Data listing ->
+--

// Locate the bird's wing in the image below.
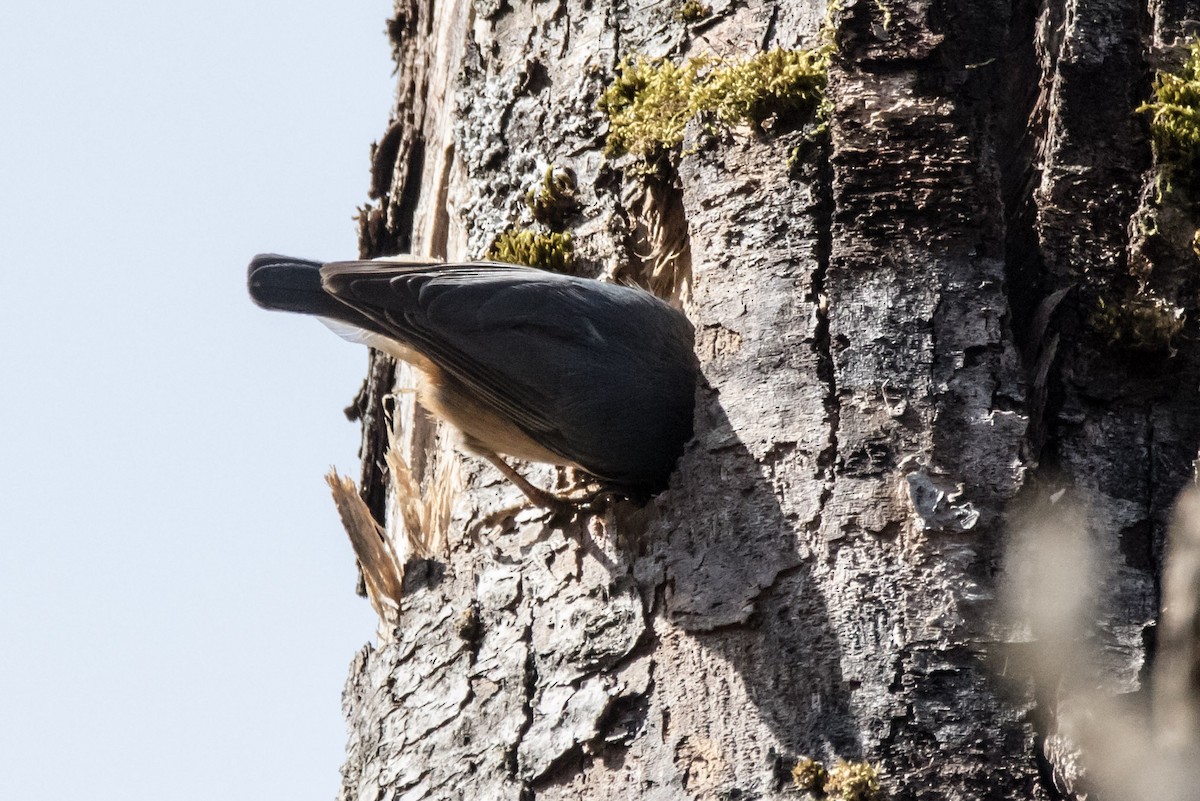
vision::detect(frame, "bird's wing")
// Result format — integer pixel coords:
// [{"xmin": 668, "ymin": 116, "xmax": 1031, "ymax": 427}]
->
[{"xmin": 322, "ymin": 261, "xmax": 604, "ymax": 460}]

+--

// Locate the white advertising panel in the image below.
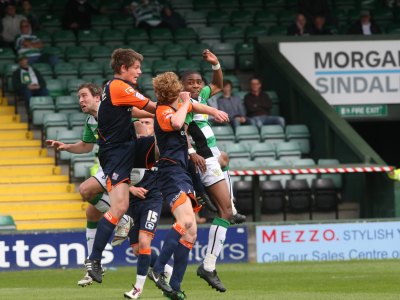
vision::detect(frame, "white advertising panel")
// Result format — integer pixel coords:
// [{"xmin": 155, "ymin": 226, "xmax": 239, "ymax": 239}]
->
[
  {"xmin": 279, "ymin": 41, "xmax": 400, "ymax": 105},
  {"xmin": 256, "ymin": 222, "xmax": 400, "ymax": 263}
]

+--

Goal of the exercise -> Copy out each line of the material above that contains the string "vision". Case counts.

Task answer ->
vision::detect(frame, "bird's wing")
vision::detect(frame, "white advertising panel")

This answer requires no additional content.